▶ [Texte fourni]:
▼

Les hommes qui avaient pu embarquer dans leur canot ont été remorqués à terre par la vedette annexe du vapeur.

Il résulte du rapport que le Crozonnais n'avait pas allumé ses feux de position, bien que la nuit fût sur le point de tomber.

 


Le vapeur Fromveur, ex-Glaneuse, ici à Douarnenez

photo Francis Hennequin, source : fonds F. Hennequin, arch. dép. du Finistère, cote 1/1118

 

Qui procédera au renflouement ?

Désemparé, M. Corentin Billan se présentait, hier matin, accompagné de M. Le Bras, à la direction du port, dans l'arsenal, pour demander l'aide de la marine pour renflouer le Crozonnais.

On sait que la marine ne refusa jamais son concours, mais qu'un règlement lui impose d'appliquer, pour les opérations faites au compte des particuliers, un prix légèrement supérieur à ceux établis par les entreprises privées, afin d'éviter de leur faire une concurrence préjudiciable à leurs intérêts.

Les renseignements sur les prix, relativement élevés, des opérations de renflouement : indisponibilité de remorqueurs et chalands, solde des équipages et des scaphandriers, furent fournis à M. Billan.

Des cautions lui furent demandées. M. Billan ne donna pas de réponse et s'adressa à l'entreprise Gourio. Mais on ne sait si celle-ci dispose des moyens suffisants pour renflouer le sloop, dont le poids total, avec sa cargaison, est estimé à environ 50 tonnes.

Aucune décision n'avait été prise, hier soir, et la direction du port se tenait prête, si on faisait appel à son concours, à envoyer aujourd'hui ses scaphandriers sur l'épave pour procéder à son élingage avant le renflouement.

 

Marchandises en dérive

M. Billan s'est occupé, hier après-midi, de récupérer les marchandises entraînées en dérive par les courants, recueillies à La Ninon et sur la côte et signalées à l'Inscription maritime.

Un fût de vin a pu être entreposé à la Santé et M. Billan a pu entrer en possession de diverses marchandises, qui lui ont été rendues par les services maritimes.

Souhaitons que le Crozonnais et son chargement d'objets non périssables puissent être sauvés car, sans cela, ce serait la ruine pour son propriétaire, excellent marin, très estimé au port de commerce.

 

 

Dépêche de Brest, le 16/02/1936

 

Le renflouement du Crozonnais

Le ponton Lanvéoc de la direction du port a soulevé et

conduit au port de commerce le sloop abordé par le Fromveur

 

 

Hier matin, le remorqueur de la direction du port Chameau, patron Le Guillou, quittait l'arsenal pour procéder au renflouement du Crozonnais, coulé près de la passe ouest du port de commerce par le vapeur Fromveur, de l'entreprise Gourio, ainsi que nous l'avons relaté.

▲

▶ [Extrait des données]:
▼

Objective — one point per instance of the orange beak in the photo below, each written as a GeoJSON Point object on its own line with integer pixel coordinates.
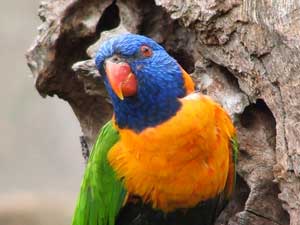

▲

▶ [Objectif de l'exercice]:
Rédigez la suite du texte sur le renflouement du Crozonnais, en reprenant là où il s'arrête. Les données sont issues d'une autre source que le texte.

▶ [Réponse au problème]:
A 9 h. 30, le Chameau mouillait près de la bouée, installée par les ponts et chaussées, pour signaler l'emplacement de l'épave.

La manœuvre était dirigée par M. Simon, officier des équipages, assisté du 1er maître Jézéquel, chef de section.

Les scaphandriers Castel et Bozennec descendirent aussitôt et passèrent des élingues sous le Crozonnais. Cette opération difficultueuse ne s'acheva qu'à midi.

À 13 heures, le ponton-grue Lanvéoc arrivait. Les élingues furent rassemblées et saisies pour être accrochées à la grue flottante, qui manœuvra lentement pour remonter le sloop. Bientôt, il apparaissait à la surface. On remarqua que l'élingage avait été fait de main de maître par les habiles scaphandriers. Le bateau remontait dans une position absolument horizontale.

 

 

Quand le pont du Crozonnais fut à fleur d'eau, les petits remorqueurs Penfeld et Armen s'attelèrent au Lanvéoc, auquel restait suspendu le sloop, et le convoi se mit en marche.

A 16 heures, il entrait au 1er bassin du port de commerce et, à marée haute à 16 h. 30, le Lanvéoc le déposait doucement sur les fonds hauts de ce bassin, qui se découvrent à marée basse.

La brèche, assez profonde, faite par l'avant du Fromveur, sera provisoirement bouchée après que l'eau contenue dans le bateau aura été vidée, et le bateau flottera. Il sera conduit ensuite sur le platin du port de commerce, où on procédera à ses réparations.

À part les marchandises périssables, épicerie, etc., la majorité du chargement a pu être récupérée.

La perte subie par M. Le Billan, propriétaire du Crozonnais, bien qu'importante, sera moins grande qu'il l'avait craint tout d'abord. Tout le monde, au port de commerce, s'en félicitait hier.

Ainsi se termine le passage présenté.